▸ **What you need to do**:
Transcribe every record without leaving anything out or changing a word.

▸ **The data**:
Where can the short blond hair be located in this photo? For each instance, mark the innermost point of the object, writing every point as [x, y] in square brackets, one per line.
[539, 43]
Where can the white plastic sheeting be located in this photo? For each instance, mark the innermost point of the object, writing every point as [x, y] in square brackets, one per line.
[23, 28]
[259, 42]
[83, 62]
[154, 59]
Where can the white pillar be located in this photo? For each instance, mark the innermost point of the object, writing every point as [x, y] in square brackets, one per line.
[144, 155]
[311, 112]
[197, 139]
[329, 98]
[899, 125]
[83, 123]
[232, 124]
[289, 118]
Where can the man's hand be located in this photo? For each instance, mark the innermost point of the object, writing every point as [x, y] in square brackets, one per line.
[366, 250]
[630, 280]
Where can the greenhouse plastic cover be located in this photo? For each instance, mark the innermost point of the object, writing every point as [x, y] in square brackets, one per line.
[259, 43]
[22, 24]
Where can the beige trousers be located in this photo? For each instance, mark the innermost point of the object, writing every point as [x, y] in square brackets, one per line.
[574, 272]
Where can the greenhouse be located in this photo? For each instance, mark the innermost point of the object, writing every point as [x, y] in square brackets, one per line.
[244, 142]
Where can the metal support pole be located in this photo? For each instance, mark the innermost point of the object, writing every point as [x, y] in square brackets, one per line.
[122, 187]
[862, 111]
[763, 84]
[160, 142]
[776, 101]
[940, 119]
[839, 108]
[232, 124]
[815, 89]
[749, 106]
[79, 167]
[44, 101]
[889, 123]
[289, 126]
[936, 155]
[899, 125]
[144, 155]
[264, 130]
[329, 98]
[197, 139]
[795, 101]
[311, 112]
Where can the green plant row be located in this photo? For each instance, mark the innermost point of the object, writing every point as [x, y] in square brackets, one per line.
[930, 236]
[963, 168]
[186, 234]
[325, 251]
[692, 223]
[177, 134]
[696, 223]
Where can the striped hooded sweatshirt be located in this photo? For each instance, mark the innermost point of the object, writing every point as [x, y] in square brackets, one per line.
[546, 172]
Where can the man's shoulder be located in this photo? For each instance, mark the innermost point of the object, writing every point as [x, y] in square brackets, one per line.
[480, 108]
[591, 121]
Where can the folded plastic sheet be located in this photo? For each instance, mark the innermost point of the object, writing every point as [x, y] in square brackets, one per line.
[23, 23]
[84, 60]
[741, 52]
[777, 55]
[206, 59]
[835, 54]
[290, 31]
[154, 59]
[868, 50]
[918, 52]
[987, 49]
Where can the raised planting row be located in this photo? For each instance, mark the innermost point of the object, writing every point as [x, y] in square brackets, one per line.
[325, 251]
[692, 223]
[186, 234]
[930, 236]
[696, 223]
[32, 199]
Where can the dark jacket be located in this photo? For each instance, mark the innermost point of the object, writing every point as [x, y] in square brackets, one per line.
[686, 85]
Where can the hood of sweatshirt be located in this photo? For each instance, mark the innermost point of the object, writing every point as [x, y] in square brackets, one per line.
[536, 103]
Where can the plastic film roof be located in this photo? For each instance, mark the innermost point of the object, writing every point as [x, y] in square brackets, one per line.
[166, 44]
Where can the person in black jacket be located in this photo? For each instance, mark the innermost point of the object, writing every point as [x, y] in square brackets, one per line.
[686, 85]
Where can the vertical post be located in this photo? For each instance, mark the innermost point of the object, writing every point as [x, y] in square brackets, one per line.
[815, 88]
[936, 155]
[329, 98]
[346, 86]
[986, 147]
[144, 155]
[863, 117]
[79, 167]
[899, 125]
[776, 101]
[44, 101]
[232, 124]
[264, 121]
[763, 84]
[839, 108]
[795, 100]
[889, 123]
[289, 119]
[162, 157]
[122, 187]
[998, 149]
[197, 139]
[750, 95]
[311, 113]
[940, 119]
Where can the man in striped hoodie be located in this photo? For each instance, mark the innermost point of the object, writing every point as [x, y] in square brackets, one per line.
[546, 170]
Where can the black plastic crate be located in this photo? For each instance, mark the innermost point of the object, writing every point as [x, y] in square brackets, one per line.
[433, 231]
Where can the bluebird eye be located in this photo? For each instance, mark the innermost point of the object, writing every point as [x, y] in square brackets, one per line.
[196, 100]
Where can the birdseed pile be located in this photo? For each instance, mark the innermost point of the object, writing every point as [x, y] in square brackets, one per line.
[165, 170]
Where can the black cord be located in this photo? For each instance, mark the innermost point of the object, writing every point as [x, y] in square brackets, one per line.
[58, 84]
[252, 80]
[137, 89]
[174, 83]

▸ **Answer section**:
Where can the short blond hair be located in this photo? For each instance, mark the innermost point of the object, writing every point as [x, y] in square brackets, one per line.
[539, 43]
Where can the white plastic sheeting be located in this photo? For each instance, mark the innermost point of the object, writing every point as [x, y] in square brackets, one per line.
[23, 28]
[259, 42]
[83, 62]
[154, 59]
Where can the white pillar be located in this photo? For each instance, mark the innermost point of the object, writing every point as [x, y] in square brackets, one per line.
[144, 155]
[311, 112]
[197, 139]
[329, 98]
[899, 125]
[83, 123]
[232, 124]
[289, 118]
Where can the man's hand be located in this photo? For each instance, mark the innermost point of the object, writing every point as [x, y] in square brackets, one per line.
[366, 250]
[630, 280]
Where can the greenhouse plastic cover be located in this photo? For each instance, mark the innermost point of the object, writing every point as [x, y] in square brackets, one per line.
[259, 43]
[22, 24]
Where can the beige trousers be located in this photo? For each instance, mark the innermost point of the object, writing every point as [x, y] in square brackets, one per line.
[574, 272]
Where can the greenhouse be located in this photo? For each instance, mark the innermost point of the object, writing every point as [x, y] in square brackets, one per line.
[244, 142]
Where can the metal support pole be located in this photo? For each instance, mark the innermost point of the object, writing every point as [x, y] in square brackets, one per line.
[122, 187]
[862, 111]
[763, 84]
[160, 142]
[776, 101]
[940, 119]
[839, 108]
[232, 124]
[815, 89]
[749, 106]
[79, 167]
[44, 101]
[889, 123]
[289, 126]
[936, 155]
[899, 125]
[144, 155]
[264, 130]
[329, 98]
[197, 139]
[795, 101]
[311, 112]
Where can the green plant row be located in this photo? For each instance, mark the innermost point of the object, writing every point as [x, y] in square brackets, one per line.
[930, 236]
[963, 168]
[186, 234]
[325, 251]
[692, 223]
[177, 134]
[696, 223]
Where can the striped hooded sweatshirt be located in this photo? For each instance, mark the innermost point of the object, writing every point as [x, y] in square brackets, one per line.
[546, 172]
Where can the man's shoulder be located in this photo? For each instance, mark the innermost point of the object, writing every point as [x, y] in square brackets, one per line.
[480, 108]
[591, 121]
Where can the folded plastic sheet be located in this photo? For each instance, mark the innermost point of the object, writing every point as [x, y] in square brackets, one per line.
[23, 23]
[84, 60]
[741, 52]
[777, 55]
[206, 59]
[835, 54]
[290, 31]
[154, 59]
[868, 50]
[918, 52]
[987, 49]
Where can the raised planting row be located in this photo? For each instance, mark the innermost point of the object, writing every point as [x, y] in square brackets, one per line.
[325, 251]
[692, 223]
[186, 234]
[930, 236]
[696, 223]
[32, 199]
Where can the dark jacket be located in this photo? For each instance, mark the innermost point of the object, writing every point as [x, y] in square brackets, one per line.
[686, 85]
Where can the hood of sweatshirt be located in this photo? For each instance, mark the innermost point of the object, writing every point as [x, y] in square brackets, one per line.
[536, 103]
Where can the plastic film roof be located in this photo? For each instance, mark the innermost point of the object, writing every point as [x, y] in square brackets, one per line.
[166, 44]
Where can the person in black jacket be located in this photo? For each instance, mark the innermost point of the object, writing every point as [x, y] in square brackets, one per line.
[686, 85]
Where can the vertical post be located in this photo? For each instance, mark the innermost point of the object, writing every point as [x, y] in square brackets, one per line.
[815, 88]
[936, 155]
[329, 98]
[346, 86]
[986, 147]
[144, 155]
[863, 117]
[79, 167]
[899, 125]
[776, 101]
[44, 101]
[232, 124]
[264, 121]
[763, 84]
[839, 108]
[795, 100]
[889, 123]
[289, 119]
[162, 157]
[122, 187]
[998, 149]
[197, 139]
[750, 95]
[311, 113]
[940, 119]
Where can the man in striped hoodie be located in this photo? For each instance, mark the innermost point of the object, writing every point as [x, y] in square brackets, one per line.
[546, 170]
Where can the black plastic crate be located in this photo? For each instance, mark the innermost point of the object, writing every point as [x, y] in square brackets, one per line.
[433, 231]
Where can the bluebird eye be located in this photo? For each instance, mark the innermost point of the object, writing every point as [x, y] in square brackets, one per line.
[196, 100]
Where can the birdseed pile be located in this photo? For each instance, mark the innermost point of the object, writing every point as [x, y] in square brackets, one per line.
[165, 170]
Where can the black cord be located in this photo? For each instance, mark the innermost point of the object, writing every point as [x, y] in square brackets, one per line.
[58, 84]
[252, 80]
[137, 89]
[174, 83]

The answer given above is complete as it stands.